**EXCERPT**
-=-=-
By Steve Shrybman (Vancouver-based international trade lawyer and author of a detailed legal opinion on the NAFTA implications of Alberta?s Bill 11).
Spring may be coming to Alberta, but the snow is piled high when it comes to Premier Ralph Klein's legal posturing about the NAFTA implications of his private health scheme.
While at first blush the government's legal opinion on the North American Free Trade Agreement and Bill 11 appear to quell fears about the privatization and Americanization of medicare, that blush is nothing more than the tint of the rose-coloured glasses the government would like us to wear in surveying the damage Bill 11 will cause to public health care.
Key Concerns
Alberta's claim that NAFTA has no implications for Bill 11 is no more reliable than its claim that the bill is really about protecting public health care or that private surgical hospitals are really not hospitals at all.
In fact, a review of the government's legal opinion reveals it actually confirms several key concerns raised by a legal critique of Bill 11 that I prepared for the Canadian Union of Public Employees (CUPE).
For instance, on the central point of whether medicare can survive in the free trade context, the government's legal advice confirms the future of Canada's health-care system depends upon preserving the integrity of the NAFTA reservations that protect our system from free trade rules.
Otherwise U.S. and Mexican providers will be guaranteed the same access to Canadian health services delivery as Canadian providers, including those in the public sector.
Klein's legal advisers also concur with our concern that the fate of these reservations is uncertain, and Bill 11 may not be entitled to the protection they currently afford. While their opinion expresses the hopeful view that Canadian reservations would still apply to protect Alberta's experiment from the corrosive influence of free trade rules, on two separate occasions they concede this estimate may prove incorrect. I suspect this is not a gamble Canadians would knowingly accept.
The point is that ultimately the debate about Bill 11 and NAFTA won't be resolved by lawyers working either for the government or its critics, but by an international tribunal convened to settle a challenge or claim most likely to be made by, or on behalf of, a U.S. health-care company seeking greater access to the Canadian health- care system. Because, as the government's opinion also readily concedes, only foreign investors have the right to invoke the extraordinary enforcement provisions of NAFTA investment rules to challenge Canadian health-care policy and law.
(The opinion offers the reassuring comment that Canadian investors have the reciprocal right to attack U.S. or Mexican public policy should they wish.)
Should that occur, an international tribunal will decide the dispute behind closed doors without ever considering the views of provincial governments, trade unions or heath care consumer groups -- none of which have any right to participate in the process.
-=-=-
**Dataset entries**

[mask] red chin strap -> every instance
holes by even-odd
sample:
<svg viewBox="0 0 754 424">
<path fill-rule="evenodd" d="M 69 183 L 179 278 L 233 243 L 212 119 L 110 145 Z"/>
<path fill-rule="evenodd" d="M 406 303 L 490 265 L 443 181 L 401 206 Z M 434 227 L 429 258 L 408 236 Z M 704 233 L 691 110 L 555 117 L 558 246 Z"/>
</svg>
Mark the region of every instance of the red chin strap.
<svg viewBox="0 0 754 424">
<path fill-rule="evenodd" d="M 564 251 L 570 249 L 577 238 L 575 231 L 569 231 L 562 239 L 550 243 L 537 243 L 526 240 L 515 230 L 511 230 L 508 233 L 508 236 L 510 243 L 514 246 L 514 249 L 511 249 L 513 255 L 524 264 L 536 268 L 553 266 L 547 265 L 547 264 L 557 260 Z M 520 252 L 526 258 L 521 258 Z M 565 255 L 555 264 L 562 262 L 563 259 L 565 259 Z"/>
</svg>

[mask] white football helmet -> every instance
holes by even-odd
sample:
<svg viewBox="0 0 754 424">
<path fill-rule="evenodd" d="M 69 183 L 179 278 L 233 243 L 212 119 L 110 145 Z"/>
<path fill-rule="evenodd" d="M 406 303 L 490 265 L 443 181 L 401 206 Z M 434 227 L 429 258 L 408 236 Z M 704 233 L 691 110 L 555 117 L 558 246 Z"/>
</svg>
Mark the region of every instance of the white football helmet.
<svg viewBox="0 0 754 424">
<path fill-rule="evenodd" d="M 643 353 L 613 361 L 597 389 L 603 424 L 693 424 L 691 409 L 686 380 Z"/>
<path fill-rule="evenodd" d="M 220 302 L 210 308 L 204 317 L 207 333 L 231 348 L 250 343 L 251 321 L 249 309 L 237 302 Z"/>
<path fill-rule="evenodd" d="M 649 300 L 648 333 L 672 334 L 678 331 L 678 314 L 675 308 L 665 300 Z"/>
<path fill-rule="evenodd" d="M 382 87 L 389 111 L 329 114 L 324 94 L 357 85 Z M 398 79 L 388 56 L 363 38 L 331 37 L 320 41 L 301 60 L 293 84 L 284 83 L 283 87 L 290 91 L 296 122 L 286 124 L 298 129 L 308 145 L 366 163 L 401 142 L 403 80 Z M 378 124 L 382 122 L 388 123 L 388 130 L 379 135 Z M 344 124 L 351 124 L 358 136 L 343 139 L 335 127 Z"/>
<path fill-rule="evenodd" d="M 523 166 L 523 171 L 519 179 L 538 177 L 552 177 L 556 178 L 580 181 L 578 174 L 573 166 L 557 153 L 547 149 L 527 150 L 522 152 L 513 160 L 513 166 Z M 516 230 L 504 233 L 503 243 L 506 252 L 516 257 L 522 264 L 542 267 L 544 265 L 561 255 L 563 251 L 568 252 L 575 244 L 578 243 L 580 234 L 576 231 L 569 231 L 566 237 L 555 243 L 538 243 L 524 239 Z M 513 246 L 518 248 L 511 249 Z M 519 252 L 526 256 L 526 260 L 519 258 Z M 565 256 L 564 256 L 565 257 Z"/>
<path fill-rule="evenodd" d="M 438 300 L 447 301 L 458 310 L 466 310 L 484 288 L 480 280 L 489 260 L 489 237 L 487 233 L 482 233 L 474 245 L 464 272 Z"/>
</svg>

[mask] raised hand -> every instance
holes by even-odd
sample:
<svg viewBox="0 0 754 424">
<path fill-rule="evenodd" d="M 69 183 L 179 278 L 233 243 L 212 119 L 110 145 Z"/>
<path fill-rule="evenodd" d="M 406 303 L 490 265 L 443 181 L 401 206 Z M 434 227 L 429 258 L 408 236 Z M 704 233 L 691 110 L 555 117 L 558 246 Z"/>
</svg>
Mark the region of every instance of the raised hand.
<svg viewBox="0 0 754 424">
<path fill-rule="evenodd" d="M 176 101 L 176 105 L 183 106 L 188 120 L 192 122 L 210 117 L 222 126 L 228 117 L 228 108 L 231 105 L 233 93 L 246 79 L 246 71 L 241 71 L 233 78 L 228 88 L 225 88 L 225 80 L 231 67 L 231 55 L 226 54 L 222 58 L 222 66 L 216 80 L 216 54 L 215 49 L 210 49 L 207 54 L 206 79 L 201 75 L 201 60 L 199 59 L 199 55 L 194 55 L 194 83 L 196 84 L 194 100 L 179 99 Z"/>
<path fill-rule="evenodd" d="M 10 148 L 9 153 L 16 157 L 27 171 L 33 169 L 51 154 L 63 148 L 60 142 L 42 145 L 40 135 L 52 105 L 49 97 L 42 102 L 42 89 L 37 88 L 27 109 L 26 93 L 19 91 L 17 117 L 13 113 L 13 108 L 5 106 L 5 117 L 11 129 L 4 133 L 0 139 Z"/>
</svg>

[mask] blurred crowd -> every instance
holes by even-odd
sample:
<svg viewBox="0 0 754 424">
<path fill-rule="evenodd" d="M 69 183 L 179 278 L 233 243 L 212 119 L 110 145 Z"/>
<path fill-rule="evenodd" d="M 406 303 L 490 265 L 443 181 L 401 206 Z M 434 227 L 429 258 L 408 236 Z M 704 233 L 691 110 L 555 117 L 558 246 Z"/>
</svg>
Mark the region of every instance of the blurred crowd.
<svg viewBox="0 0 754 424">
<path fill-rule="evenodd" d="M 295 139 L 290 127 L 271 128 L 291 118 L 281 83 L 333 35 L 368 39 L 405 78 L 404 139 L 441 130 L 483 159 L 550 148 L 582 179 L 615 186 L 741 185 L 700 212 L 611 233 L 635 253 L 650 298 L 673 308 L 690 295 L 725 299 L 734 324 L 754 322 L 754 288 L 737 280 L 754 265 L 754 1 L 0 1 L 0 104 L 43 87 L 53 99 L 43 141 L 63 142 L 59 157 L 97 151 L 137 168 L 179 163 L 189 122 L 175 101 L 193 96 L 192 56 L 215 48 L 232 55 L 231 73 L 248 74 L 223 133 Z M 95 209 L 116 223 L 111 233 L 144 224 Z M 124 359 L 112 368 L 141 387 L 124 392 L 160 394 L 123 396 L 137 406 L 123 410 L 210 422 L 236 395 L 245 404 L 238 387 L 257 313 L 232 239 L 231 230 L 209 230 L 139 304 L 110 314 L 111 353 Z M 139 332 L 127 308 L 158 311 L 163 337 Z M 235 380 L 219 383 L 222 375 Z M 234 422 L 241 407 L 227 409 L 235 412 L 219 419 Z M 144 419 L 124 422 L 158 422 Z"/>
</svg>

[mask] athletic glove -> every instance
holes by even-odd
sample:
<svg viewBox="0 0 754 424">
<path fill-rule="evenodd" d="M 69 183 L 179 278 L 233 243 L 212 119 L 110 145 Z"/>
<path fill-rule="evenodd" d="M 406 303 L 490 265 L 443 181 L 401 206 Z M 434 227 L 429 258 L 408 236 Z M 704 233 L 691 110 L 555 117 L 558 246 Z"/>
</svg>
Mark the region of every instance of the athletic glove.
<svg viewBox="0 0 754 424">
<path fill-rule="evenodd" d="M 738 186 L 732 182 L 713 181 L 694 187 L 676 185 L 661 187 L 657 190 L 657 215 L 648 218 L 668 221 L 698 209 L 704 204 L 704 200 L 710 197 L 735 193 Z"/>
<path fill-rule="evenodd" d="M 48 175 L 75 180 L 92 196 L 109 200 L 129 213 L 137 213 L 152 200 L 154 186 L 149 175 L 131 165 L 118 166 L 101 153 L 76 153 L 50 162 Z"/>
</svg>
-=-=-
**AIM OF THE TASK**
In the commentary on Bill 11 and NAFTA above, please list every claim the sentence beginning "Alberta's claim that NAFTA" attributes to Alberta.

**THE ANSWER**
- NAFTA has no implications for Bill 11.
- The bill is really about protecting public health care.
- Private surgical hospitals are really not hospitals at all.